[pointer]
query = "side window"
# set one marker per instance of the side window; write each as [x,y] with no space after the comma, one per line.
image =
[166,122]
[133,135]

--

TASK OBJECTIVE
Transcribe every line of the records above, character for character, including spacing and punctuation.

ANSWER TO THE EXERCISE
[pointer]
query = "side window"
# set one marker per instance of the side window; write each as [x,y] with no space after the comma, one per line.
image =
[166,122]
[133,135]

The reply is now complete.